▶ [Given problem a]:
Please reproduce part of the listing word for word, starting at the line that contains "black parka with" and stopping after the line that contains "29,300 -> 165,377".

▶ [Document section]:
The Attitude of Gratitude – Thankful Thursday 1

It’s the chair my Mother sat in every day, watching television, when she could still make it from the bedroom out to the family room to sit, on the days when she could just tolerate the frustration of the walker and the tether of the oxygen line.

It has been in my house since Mom died, nearly four years ago. For three years it sat in our little “library” room (a room probably more appropriately called a “den”) and I never sat in it.

Predictably, that cat commandeered it, claiming it as yet another spot she owned in this small house.

It still had the blue seat cushion that Mom used, and I could see her there, scowling, angry, frustrated, fed up, tired, defiant.IMG_20180103_220530955.jpg

On the day I was ready to finally get rid of Mike’s chair, the beat-up glider he had used in that den, I noticed that the cat’s occupancy of Mom’s chair had destroyed that blue seat cushion. It was past salvaging. So after I dragged Mike’s old brown glider, the one that managed to absorb crumbs and dust on its rails in a way that made it impossible to clean and thus also unsalvageable, out to the street as our one allowed “bulk item” for our weekly trash pick-up, I took the blue seat cushion off Mom’s chair, and threw it in the trash as well.

I moved the chair from one corner of the room to another, in a position across from my Dad’s chair (that’s for another post, another day) and slightly more toward the window.

And I sat down in it, for the first time in more than thirty years.

▶ [Supplied information]:

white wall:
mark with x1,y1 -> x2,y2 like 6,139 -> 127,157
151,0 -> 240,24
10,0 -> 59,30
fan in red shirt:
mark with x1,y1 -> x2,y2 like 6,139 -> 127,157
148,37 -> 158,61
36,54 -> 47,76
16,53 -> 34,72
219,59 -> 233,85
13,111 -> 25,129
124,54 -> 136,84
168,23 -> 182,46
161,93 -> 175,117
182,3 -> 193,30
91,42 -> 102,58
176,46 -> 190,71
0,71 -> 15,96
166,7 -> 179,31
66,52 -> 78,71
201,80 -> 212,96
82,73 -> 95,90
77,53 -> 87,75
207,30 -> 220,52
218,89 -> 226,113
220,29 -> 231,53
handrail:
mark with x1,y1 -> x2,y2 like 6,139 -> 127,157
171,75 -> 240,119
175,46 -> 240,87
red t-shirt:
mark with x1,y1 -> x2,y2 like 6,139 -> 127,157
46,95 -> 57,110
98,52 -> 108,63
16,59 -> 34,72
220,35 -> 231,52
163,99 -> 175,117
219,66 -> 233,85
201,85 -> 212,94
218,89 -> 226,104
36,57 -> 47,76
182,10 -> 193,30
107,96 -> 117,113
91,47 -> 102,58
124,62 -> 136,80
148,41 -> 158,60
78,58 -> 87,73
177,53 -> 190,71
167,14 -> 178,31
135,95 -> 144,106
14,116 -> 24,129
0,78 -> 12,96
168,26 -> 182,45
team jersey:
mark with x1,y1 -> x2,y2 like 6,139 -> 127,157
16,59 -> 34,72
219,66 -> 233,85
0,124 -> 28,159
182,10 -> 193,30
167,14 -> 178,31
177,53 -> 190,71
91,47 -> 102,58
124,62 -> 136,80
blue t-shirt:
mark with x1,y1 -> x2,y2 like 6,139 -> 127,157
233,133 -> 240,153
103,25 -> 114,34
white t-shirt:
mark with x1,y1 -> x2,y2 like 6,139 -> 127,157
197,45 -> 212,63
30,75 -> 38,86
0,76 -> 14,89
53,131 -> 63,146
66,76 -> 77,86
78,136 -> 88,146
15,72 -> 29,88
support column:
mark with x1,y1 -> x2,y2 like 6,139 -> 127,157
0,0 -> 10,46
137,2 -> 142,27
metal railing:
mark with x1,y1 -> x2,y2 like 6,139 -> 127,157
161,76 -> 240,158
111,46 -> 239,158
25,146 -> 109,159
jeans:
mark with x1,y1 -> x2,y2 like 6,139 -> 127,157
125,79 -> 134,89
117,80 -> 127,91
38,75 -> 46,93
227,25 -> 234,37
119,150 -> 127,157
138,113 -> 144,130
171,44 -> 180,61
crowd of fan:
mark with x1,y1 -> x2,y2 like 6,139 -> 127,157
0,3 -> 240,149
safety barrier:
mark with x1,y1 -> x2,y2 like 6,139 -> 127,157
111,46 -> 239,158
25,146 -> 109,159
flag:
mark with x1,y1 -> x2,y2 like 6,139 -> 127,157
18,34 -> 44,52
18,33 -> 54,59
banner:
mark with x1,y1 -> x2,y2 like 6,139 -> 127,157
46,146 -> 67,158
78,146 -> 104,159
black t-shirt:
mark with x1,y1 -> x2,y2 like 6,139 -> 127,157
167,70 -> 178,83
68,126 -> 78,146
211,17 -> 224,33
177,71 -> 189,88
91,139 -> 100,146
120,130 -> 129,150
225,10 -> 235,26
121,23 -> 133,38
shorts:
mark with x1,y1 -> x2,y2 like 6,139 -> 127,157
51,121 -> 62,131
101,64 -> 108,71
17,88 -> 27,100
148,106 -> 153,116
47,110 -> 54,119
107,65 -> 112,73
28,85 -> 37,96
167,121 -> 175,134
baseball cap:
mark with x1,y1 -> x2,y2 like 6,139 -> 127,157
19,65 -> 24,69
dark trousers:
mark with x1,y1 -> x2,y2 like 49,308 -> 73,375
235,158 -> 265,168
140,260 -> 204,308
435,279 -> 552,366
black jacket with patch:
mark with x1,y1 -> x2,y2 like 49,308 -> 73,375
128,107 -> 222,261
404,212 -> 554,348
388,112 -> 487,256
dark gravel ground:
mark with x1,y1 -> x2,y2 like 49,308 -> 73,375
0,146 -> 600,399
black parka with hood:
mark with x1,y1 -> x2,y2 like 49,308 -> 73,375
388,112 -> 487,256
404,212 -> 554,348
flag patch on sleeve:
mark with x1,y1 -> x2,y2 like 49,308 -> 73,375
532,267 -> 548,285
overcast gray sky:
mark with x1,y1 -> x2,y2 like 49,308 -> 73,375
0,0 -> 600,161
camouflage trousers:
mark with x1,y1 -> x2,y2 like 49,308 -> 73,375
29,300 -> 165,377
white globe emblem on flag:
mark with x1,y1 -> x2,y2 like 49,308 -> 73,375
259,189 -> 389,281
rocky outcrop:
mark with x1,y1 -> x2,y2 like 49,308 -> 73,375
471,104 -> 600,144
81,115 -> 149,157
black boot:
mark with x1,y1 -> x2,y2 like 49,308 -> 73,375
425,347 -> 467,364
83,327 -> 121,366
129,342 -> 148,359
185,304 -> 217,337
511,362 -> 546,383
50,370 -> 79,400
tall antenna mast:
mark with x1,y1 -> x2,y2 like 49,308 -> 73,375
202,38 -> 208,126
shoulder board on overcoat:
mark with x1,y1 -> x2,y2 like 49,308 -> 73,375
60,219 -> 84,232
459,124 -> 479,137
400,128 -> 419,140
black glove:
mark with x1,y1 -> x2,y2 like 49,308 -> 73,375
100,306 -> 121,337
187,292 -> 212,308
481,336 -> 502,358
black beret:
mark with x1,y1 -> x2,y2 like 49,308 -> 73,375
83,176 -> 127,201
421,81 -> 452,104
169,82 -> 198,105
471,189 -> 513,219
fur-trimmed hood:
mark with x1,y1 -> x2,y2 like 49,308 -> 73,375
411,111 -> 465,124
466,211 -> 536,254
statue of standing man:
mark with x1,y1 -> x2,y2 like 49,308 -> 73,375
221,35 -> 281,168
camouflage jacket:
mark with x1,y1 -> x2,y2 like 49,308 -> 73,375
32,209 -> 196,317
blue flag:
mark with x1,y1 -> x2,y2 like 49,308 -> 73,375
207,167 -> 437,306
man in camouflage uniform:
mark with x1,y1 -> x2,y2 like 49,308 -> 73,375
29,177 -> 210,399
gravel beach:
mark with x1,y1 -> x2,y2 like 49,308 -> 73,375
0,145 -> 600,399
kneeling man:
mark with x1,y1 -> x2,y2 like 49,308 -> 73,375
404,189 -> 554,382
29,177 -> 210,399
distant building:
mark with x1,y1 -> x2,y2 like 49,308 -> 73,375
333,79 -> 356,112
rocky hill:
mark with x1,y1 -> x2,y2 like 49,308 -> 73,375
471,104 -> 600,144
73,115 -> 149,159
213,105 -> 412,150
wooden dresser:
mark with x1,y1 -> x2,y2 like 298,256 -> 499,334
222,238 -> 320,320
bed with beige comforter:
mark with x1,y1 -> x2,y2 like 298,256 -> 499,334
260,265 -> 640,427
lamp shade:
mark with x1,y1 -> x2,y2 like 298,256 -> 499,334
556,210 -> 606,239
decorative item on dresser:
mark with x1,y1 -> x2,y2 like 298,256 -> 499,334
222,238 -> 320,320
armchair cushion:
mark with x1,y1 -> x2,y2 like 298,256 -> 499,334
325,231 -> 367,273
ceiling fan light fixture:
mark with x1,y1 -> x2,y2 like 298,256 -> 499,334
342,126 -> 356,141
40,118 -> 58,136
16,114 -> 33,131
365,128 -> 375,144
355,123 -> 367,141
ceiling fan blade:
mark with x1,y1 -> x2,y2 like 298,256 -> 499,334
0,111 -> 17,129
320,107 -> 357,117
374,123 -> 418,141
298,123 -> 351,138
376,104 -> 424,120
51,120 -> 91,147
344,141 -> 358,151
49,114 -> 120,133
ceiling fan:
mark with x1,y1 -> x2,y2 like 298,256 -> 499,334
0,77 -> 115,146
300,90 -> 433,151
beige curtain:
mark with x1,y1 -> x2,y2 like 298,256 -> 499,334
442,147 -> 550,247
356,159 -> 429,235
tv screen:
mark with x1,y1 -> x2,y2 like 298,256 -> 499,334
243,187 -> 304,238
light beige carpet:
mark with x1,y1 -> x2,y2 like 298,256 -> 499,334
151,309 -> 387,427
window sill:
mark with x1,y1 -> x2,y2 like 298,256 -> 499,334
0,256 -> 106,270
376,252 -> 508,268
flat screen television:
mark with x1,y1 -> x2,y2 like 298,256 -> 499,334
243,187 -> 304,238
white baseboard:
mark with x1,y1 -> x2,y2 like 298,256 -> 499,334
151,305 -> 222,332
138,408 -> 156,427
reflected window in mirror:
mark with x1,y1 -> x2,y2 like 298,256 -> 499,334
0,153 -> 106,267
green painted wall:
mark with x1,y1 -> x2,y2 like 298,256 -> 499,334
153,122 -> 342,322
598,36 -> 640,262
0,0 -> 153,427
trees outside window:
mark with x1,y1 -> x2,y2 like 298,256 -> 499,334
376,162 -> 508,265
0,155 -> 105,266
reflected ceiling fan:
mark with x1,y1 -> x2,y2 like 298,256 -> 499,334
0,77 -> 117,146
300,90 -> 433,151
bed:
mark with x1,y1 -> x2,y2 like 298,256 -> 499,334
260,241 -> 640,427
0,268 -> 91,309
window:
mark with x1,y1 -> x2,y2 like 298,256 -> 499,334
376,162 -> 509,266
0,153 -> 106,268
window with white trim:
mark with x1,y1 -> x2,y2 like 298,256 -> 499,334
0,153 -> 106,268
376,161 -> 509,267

▶ [Given problem b]:
Answer these three questions from the post about Mom's chair, one per line:
(i) How long ago did Mom die?
(ii) What color was the seat cushion on Mom's chair?
(iii) What went out to the street as the one allowed "bulk item"?

▶ [Full answer a]:
black parka with hood:
mark with x1,y1 -> x2,y2 like 49,308 -> 73,375
388,112 -> 487,256
404,212 -> 554,348
flag patch on sleeve:
mark with x1,y1 -> x2,y2 like 49,308 -> 73,375
532,267 -> 548,285
overcast gray sky:
mark with x1,y1 -> x2,y2 like 49,308 -> 73,375
0,0 -> 600,161
camouflage trousers:
mark with x1,y1 -> x2,y2 like 49,308 -> 73,375
29,300 -> 165,377

▶ [Full answer b]:
(i) Nearly four years ago.
(ii) Blue.
(iii) Mike's old brown glider.